▸ **DATASET ROWS**:
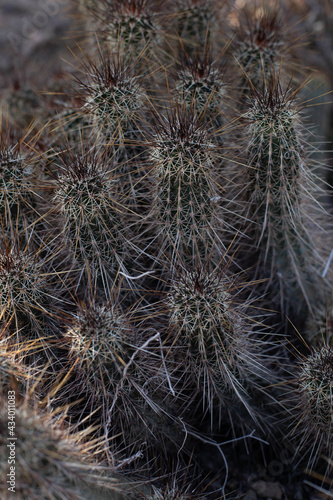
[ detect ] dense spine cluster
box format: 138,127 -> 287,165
0,0 -> 333,500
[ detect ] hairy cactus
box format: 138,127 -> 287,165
231,4 -> 296,93
0,241 -> 50,331
149,108 -> 223,263
290,344 -> 333,468
78,53 -> 146,143
0,129 -> 36,238
174,0 -> 218,55
91,0 -> 160,61
54,146 -> 139,291
232,82 -> 325,320
166,267 -> 269,428
175,50 -> 227,130
0,391 -> 125,500
0,0 -> 333,500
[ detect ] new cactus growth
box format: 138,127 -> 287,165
92,0 -> 160,61
232,81 -> 325,314
291,344 -> 333,467
166,267 -> 269,424
0,391 -> 126,500
79,54 -> 146,144
54,147 -> 134,291
174,0 -> 215,55
231,6 -> 296,93
149,108 -> 223,263
0,130 -> 36,234
175,49 -> 227,130
0,244 -> 50,330
0,0 -> 333,494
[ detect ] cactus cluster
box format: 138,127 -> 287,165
0,0 -> 333,500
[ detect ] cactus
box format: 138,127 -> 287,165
175,49 -> 228,130
0,129 -> 37,235
149,108 -> 224,263
231,4 -> 299,94
290,344 -> 333,468
231,81 -> 326,315
0,391 -> 125,500
0,0 -> 333,500
87,0 -> 160,61
54,146 -> 139,292
166,267 -> 269,426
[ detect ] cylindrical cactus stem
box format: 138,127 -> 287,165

▸ **SET PROBLEM**: Copy out the material above line for line, without changing a word, and leave the picture out of your copy.

▸ **ANSWER BELOW**:
[ detect ] dense spine cluster
box format: 138,127 -> 287,165
0,0 -> 333,500
[ detect ] hairy cactus
box format: 138,127 -> 287,165
231,4 -> 296,93
0,241 -> 50,331
149,108 -> 223,263
290,344 -> 333,468
78,53 -> 146,143
0,129 -> 36,238
174,0 -> 218,55
91,0 -> 160,61
54,146 -> 139,291
232,82 -> 325,320
166,267 -> 269,428
175,50 -> 227,130
0,391 -> 125,500
0,0 -> 333,500
[ detect ] new cactus growth
box format: 138,127 -> 287,165
92,0 -> 160,61
232,81 -> 325,314
291,344 -> 333,467
166,267 -> 269,424
0,391 -> 126,500
79,54 -> 146,144
54,147 -> 134,291
174,0 -> 215,55
231,6 -> 296,93
149,108 -> 223,263
0,130 -> 36,234
175,49 -> 227,130
0,244 -> 50,330
0,0 -> 333,494
[ detect ] cactus cluster
box format: 138,127 -> 287,165
0,0 -> 333,500
[ detect ] cactus
box format: 138,127 -> 287,165
175,49 -> 228,130
0,129 -> 37,235
149,108 -> 224,263
231,4 -> 299,94
290,344 -> 333,468
231,81 -> 326,315
0,391 -> 125,500
0,0 -> 333,500
87,0 -> 160,61
54,146 -> 139,292
166,267 -> 269,426
[ detect ] cylindrical cactus stem
box format: 138,127 -> 287,165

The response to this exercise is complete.